**Exercise prompt:** Print the material below line for line, changing nothing.

--- Start Supplied entries ---

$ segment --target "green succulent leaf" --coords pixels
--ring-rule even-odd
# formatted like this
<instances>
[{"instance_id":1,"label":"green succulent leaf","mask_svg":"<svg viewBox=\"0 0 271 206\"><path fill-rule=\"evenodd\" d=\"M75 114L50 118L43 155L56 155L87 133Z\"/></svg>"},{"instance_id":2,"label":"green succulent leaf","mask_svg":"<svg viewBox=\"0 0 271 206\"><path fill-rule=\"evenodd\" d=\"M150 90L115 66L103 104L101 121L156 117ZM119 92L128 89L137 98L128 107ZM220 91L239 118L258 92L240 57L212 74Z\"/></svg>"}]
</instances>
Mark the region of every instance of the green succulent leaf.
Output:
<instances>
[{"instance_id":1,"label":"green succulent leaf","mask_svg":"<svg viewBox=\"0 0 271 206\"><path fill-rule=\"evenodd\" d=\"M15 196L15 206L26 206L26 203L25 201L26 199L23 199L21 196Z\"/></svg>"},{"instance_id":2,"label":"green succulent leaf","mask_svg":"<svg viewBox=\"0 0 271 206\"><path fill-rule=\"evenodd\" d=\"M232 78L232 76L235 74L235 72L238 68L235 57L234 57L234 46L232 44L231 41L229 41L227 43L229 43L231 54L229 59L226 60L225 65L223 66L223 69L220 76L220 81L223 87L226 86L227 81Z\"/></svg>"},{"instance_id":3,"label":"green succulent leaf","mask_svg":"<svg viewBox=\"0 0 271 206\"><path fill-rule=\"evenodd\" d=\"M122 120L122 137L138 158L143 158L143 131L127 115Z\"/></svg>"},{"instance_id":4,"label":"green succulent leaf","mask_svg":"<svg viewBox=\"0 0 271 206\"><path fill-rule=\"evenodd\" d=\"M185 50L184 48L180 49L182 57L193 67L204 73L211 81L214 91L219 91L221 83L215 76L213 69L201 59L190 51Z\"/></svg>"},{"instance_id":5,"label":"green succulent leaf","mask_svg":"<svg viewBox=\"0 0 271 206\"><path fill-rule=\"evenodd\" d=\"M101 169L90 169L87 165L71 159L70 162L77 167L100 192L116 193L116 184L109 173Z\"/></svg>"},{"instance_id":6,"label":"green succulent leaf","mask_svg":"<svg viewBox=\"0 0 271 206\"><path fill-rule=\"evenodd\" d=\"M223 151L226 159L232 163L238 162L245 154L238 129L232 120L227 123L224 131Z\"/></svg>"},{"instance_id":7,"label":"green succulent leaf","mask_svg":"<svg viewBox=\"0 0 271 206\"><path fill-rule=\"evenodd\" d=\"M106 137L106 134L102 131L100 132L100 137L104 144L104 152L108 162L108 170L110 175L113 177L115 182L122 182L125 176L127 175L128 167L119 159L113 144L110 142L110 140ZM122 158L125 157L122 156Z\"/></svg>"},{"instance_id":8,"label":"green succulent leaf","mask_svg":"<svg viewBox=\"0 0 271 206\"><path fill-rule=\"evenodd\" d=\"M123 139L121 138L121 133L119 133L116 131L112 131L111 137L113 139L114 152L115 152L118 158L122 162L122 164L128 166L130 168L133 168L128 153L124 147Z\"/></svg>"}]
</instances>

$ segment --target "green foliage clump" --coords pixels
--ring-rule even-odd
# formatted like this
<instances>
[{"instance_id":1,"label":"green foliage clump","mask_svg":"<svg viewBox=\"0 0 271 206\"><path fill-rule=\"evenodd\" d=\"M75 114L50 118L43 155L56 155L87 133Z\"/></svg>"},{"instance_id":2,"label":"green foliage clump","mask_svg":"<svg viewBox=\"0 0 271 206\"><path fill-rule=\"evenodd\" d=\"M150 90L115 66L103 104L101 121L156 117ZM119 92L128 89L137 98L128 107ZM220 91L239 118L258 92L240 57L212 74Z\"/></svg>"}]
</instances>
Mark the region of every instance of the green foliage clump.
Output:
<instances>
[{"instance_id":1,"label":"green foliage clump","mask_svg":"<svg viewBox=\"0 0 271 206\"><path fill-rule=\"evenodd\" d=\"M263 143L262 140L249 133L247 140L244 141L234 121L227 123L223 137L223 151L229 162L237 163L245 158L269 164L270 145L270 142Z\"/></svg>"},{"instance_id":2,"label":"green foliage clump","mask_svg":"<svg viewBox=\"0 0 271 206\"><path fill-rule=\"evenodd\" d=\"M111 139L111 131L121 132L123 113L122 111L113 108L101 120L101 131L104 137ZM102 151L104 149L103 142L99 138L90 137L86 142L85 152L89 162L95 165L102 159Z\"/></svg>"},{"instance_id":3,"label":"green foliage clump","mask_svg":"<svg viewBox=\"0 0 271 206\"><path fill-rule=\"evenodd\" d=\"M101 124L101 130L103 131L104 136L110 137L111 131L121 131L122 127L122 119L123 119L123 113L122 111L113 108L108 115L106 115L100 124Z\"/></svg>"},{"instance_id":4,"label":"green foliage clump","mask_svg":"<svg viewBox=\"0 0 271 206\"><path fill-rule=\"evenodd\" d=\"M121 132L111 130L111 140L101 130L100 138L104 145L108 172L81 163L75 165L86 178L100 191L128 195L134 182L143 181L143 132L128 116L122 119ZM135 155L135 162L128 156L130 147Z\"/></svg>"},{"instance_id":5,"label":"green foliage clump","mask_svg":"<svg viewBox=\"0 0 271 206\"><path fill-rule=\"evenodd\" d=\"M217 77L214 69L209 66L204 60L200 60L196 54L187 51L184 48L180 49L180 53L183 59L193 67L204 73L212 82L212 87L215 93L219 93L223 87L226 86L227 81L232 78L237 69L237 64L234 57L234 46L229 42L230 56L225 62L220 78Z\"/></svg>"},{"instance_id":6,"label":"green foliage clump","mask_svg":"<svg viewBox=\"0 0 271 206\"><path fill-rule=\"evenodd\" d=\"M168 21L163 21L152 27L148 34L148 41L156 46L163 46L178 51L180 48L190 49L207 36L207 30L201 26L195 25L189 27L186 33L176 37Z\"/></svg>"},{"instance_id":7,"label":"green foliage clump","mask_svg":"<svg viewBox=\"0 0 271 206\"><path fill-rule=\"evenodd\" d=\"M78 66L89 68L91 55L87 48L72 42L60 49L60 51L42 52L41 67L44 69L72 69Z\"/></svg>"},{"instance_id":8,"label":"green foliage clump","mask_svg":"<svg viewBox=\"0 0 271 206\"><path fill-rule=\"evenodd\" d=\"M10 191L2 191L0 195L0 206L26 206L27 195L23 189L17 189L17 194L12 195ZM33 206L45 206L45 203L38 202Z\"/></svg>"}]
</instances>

--- End Supplied entries ---

**Response to this exercise:**
$ segment --target "green succulent leaf" --coords pixels
--ring-rule even-odd
# formatted like this
<instances>
[{"instance_id":1,"label":"green succulent leaf","mask_svg":"<svg viewBox=\"0 0 271 206\"><path fill-rule=\"evenodd\" d=\"M75 114L50 118L43 155L56 155L87 133Z\"/></svg>"},{"instance_id":2,"label":"green succulent leaf","mask_svg":"<svg viewBox=\"0 0 271 206\"><path fill-rule=\"evenodd\" d=\"M150 90L115 66L103 104L101 121L156 117ZM119 92L128 89L137 98L128 107ZM220 91L239 118L258 92L240 57L212 74Z\"/></svg>"}]
</instances>
Mark the region of every instance of the green succulent leaf.
Output:
<instances>
[{"instance_id":1,"label":"green succulent leaf","mask_svg":"<svg viewBox=\"0 0 271 206\"><path fill-rule=\"evenodd\" d=\"M15 196L15 206L26 206L26 203L25 201L26 199L23 199L21 196Z\"/></svg>"},{"instance_id":2,"label":"green succulent leaf","mask_svg":"<svg viewBox=\"0 0 271 206\"><path fill-rule=\"evenodd\" d=\"M232 78L232 76L235 74L235 72L238 68L235 57L234 57L234 46L232 44L231 41L229 41L227 43L229 43L231 54L229 59L226 60L225 65L223 66L223 69L220 76L220 81L223 87L226 86L227 81Z\"/></svg>"},{"instance_id":3,"label":"green succulent leaf","mask_svg":"<svg viewBox=\"0 0 271 206\"><path fill-rule=\"evenodd\" d=\"M122 120L122 137L138 158L143 158L143 131L127 115Z\"/></svg>"},{"instance_id":4,"label":"green succulent leaf","mask_svg":"<svg viewBox=\"0 0 271 206\"><path fill-rule=\"evenodd\" d=\"M185 50L184 48L180 49L182 57L193 67L204 73L211 81L214 91L219 91L221 83L215 76L213 69L201 59L190 51Z\"/></svg>"},{"instance_id":5,"label":"green succulent leaf","mask_svg":"<svg viewBox=\"0 0 271 206\"><path fill-rule=\"evenodd\" d=\"M101 169L90 169L87 165L71 159L70 162L77 167L100 192L116 193L116 184L109 173Z\"/></svg>"},{"instance_id":6,"label":"green succulent leaf","mask_svg":"<svg viewBox=\"0 0 271 206\"><path fill-rule=\"evenodd\" d=\"M223 151L226 159L232 163L238 162L245 154L238 129L232 120L227 123L224 131Z\"/></svg>"},{"instance_id":7,"label":"green succulent leaf","mask_svg":"<svg viewBox=\"0 0 271 206\"><path fill-rule=\"evenodd\" d=\"M106 137L106 134L102 131L100 132L100 137L104 144L104 152L108 162L108 170L110 175L113 177L115 182L122 182L125 176L127 175L128 167L119 159L113 144L110 142L110 140ZM122 158L125 157L122 156Z\"/></svg>"},{"instance_id":8,"label":"green succulent leaf","mask_svg":"<svg viewBox=\"0 0 271 206\"><path fill-rule=\"evenodd\" d=\"M123 139L121 138L121 133L119 133L116 131L112 131L111 137L113 139L114 152L115 152L118 158L122 162L122 164L128 166L130 168L133 168L128 153L124 147Z\"/></svg>"}]
</instances>

$ segment --target "green foliage clump" --coords pixels
--ring-rule even-odd
# formatted like this
<instances>
[{"instance_id":1,"label":"green foliage clump","mask_svg":"<svg viewBox=\"0 0 271 206\"><path fill-rule=\"evenodd\" d=\"M75 114L50 118L43 155L56 155L87 133Z\"/></svg>"},{"instance_id":2,"label":"green foliage clump","mask_svg":"<svg viewBox=\"0 0 271 206\"><path fill-rule=\"evenodd\" d=\"M150 90L115 66L103 104L101 121L156 117ZM119 92L128 89L137 98L128 107ZM220 91L239 118L258 92L240 57L212 74Z\"/></svg>"}]
</instances>
Mark the region of every instance of the green foliage clump.
Output:
<instances>
[{"instance_id":1,"label":"green foliage clump","mask_svg":"<svg viewBox=\"0 0 271 206\"><path fill-rule=\"evenodd\" d=\"M263 143L262 140L249 133L247 140L244 141L234 121L227 123L223 137L223 151L229 162L237 163L245 158L269 164L270 145L270 142Z\"/></svg>"},{"instance_id":2,"label":"green foliage clump","mask_svg":"<svg viewBox=\"0 0 271 206\"><path fill-rule=\"evenodd\" d=\"M111 139L111 131L121 132L123 113L122 111L113 108L101 120L101 131L104 137ZM102 151L104 149L103 142L99 138L90 137L86 142L85 152L89 162L95 165L102 159Z\"/></svg>"},{"instance_id":3,"label":"green foliage clump","mask_svg":"<svg viewBox=\"0 0 271 206\"><path fill-rule=\"evenodd\" d=\"M101 124L101 130L103 131L104 136L110 137L111 131L121 131L122 127L122 119L123 119L123 113L122 111L113 108L108 115L106 115L100 124Z\"/></svg>"},{"instance_id":4,"label":"green foliage clump","mask_svg":"<svg viewBox=\"0 0 271 206\"><path fill-rule=\"evenodd\" d=\"M121 132L111 130L111 140L101 130L100 138L104 145L108 172L81 163L75 165L86 178L100 191L128 195L134 182L143 181L143 132L128 116L122 119ZM135 155L135 162L128 156L130 147Z\"/></svg>"},{"instance_id":5,"label":"green foliage clump","mask_svg":"<svg viewBox=\"0 0 271 206\"><path fill-rule=\"evenodd\" d=\"M217 77L214 69L209 66L204 60L200 60L196 54L187 51L184 48L180 49L180 53L183 59L193 67L204 73L212 82L212 87L215 93L219 93L223 87L226 86L227 81L232 78L237 69L237 64L234 57L234 46L229 42L230 56L225 62L220 78Z\"/></svg>"},{"instance_id":6,"label":"green foliage clump","mask_svg":"<svg viewBox=\"0 0 271 206\"><path fill-rule=\"evenodd\" d=\"M168 21L163 21L152 27L148 34L148 41L156 46L163 46L178 51L180 48L190 49L207 36L207 30L201 26L195 25L189 27L186 33L176 37Z\"/></svg>"},{"instance_id":7,"label":"green foliage clump","mask_svg":"<svg viewBox=\"0 0 271 206\"><path fill-rule=\"evenodd\" d=\"M78 66L89 68L91 55L87 48L72 42L60 49L60 51L42 52L41 67L44 69L72 69Z\"/></svg>"},{"instance_id":8,"label":"green foliage clump","mask_svg":"<svg viewBox=\"0 0 271 206\"><path fill-rule=\"evenodd\" d=\"M10 191L2 191L0 195L0 206L26 206L27 195L23 189L17 189L17 194L12 195ZM33 206L45 206L45 203L38 202Z\"/></svg>"}]
</instances>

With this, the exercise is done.